# Too much oil?



## TheBobbiesRSurly (Mar 2, 2017)

Hi folks,

   So.  My experimentation continues.  I grow a little more perplexed as each batch has yet to turn out to my expectations, so I'm thinking I'm being a little too zealous, trying to get too fancy starting out.

   What I'd like to know is, when you're mixing up the whole batch, I keep finding that the dry ingredients aren't wet enough.  My first two batches held, but they pretty much crumble with gentle pressure.  

   Sooo... I added some more oil this time while I was mixing.  And sprayed with rubbing alcohol (I can't do witch hazel).  I did this until it finally held together when I squeezed it and dropped it.  It molded beautifully, but I think I did a boo-boo; I added just a pinch of water to this current batch.  And it now has some subtle warting.  I'm guessing the water caused that.

   Did I overload on oils though?  Should I instead just be adding the rubbing alcohol until it sticks?  Should I just add the alcohol to the wet ingredients before I toss those in the dry?  I feel like I could spritz forever and not get it wet enough that way.

   My recipe I'm tinkering with is:
1 cup baking soda
1/2 cup citric acid
1/4 cup epsom salt
1/3 cup kaolin clay
1 TB arrowroot powder
1 TB cocoa butter
1 TB sweet almond oil (used + 4 TSP trying to get this batch wet enough to stick)
2 TSP FO

I only have the almond oil and cocoa butter on hand right now, although I may have some coconut oil to play with in the cupboard somewhere.  

How long should I let the bath bombs cure for?  I keep seeing some people say 24 hours, others say to give them a full week with regular turnings.  

I live in a very dry climate, BTW.

## Provided information

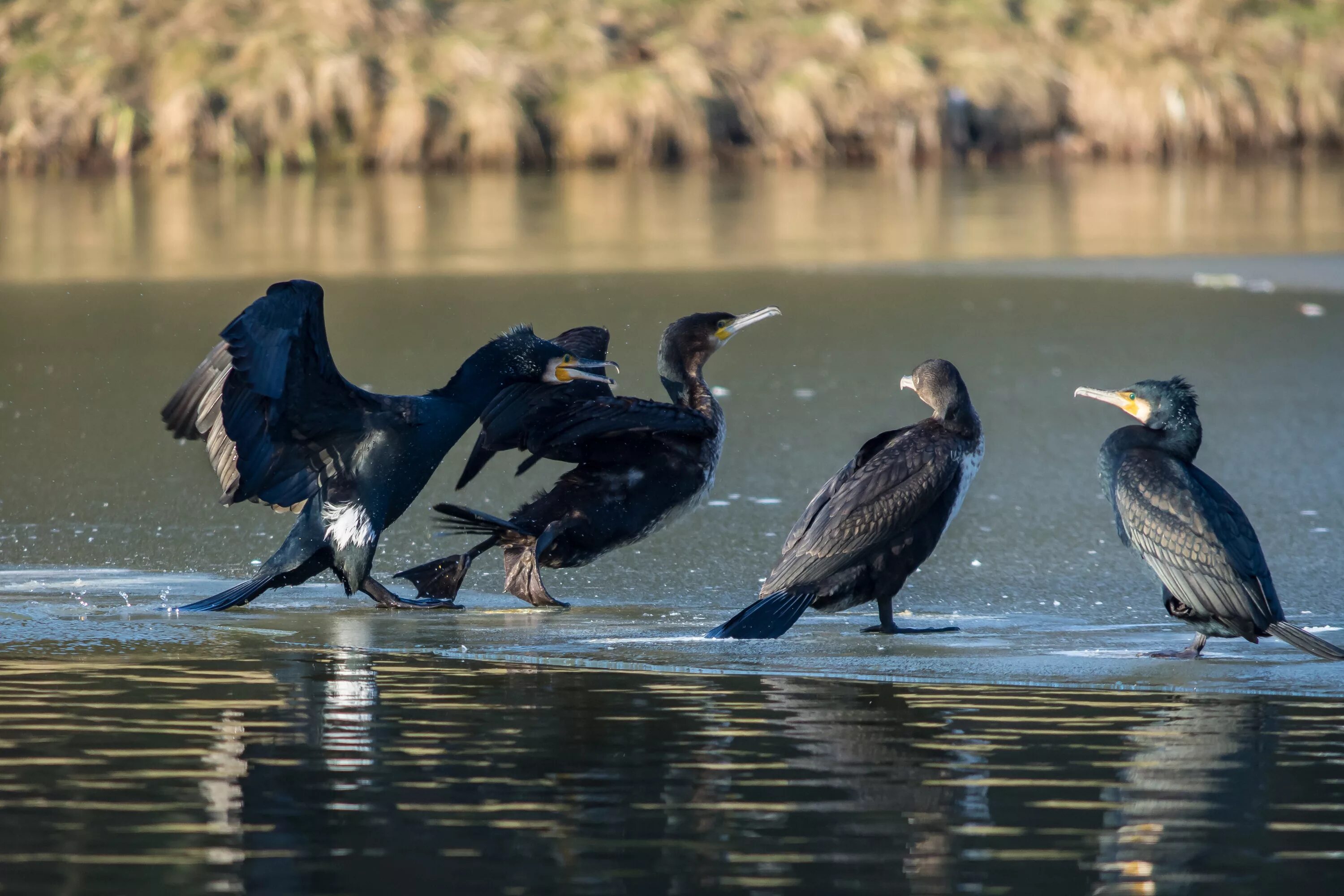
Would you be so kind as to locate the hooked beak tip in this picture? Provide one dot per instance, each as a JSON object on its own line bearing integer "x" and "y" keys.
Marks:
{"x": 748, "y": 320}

...

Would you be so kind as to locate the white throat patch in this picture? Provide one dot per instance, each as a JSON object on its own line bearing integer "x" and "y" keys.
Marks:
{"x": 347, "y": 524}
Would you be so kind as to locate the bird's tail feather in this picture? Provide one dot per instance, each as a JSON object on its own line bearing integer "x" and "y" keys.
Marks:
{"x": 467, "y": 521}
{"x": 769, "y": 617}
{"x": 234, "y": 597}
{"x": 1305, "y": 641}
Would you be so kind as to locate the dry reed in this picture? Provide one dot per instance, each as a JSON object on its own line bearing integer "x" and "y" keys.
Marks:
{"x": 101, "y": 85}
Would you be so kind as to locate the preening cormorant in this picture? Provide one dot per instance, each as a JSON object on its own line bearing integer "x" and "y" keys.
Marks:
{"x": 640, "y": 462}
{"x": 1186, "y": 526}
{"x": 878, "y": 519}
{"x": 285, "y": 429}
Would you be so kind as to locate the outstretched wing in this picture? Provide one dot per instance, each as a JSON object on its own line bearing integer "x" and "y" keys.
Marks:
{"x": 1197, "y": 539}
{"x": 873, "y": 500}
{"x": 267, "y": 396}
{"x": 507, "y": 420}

## What you will do
1. Sum up the bath bomb post in two sentences.
2. Please give the stretch of the bath bomb post from "Did I overload" through "enough to stick)" again, changing "cocoa butter" to "shea butter".

## Task-by-task solutions
1. The poster's bath bomb batches keep coming out too dry, with the first two crumbling under gentle pressure, so this batch got more oil and sprays of rubbing alcohol until it held together, though a pinch of water seems to have caused some subtle warting. The poster asks whether too much oil was used, whether the rubbing alcohol should be sprayed on until the mix sticks or added to the wet ingredients instead, and how long the bombs should cure, noting a very dry climate.

2.
Did I overload on oils though?  Should I instead just be adding the rubbing alcohol until it sticks?  Should I just add the alcohol to the wet ingredients before I toss those in the dry?  I feel like I could spritz forever and not get it wet enough that way.

   My recipe I'm tinkering with is:
1 cup baking soda
1/2 cup citric acid
1/4 cup epsom salt
1/3 cup kaolin clay
1 TB arrowroot powder
1 TB shea butter
1 TB sweet almond oil (used + 4 TSP trying to get this batch wet enough to stick)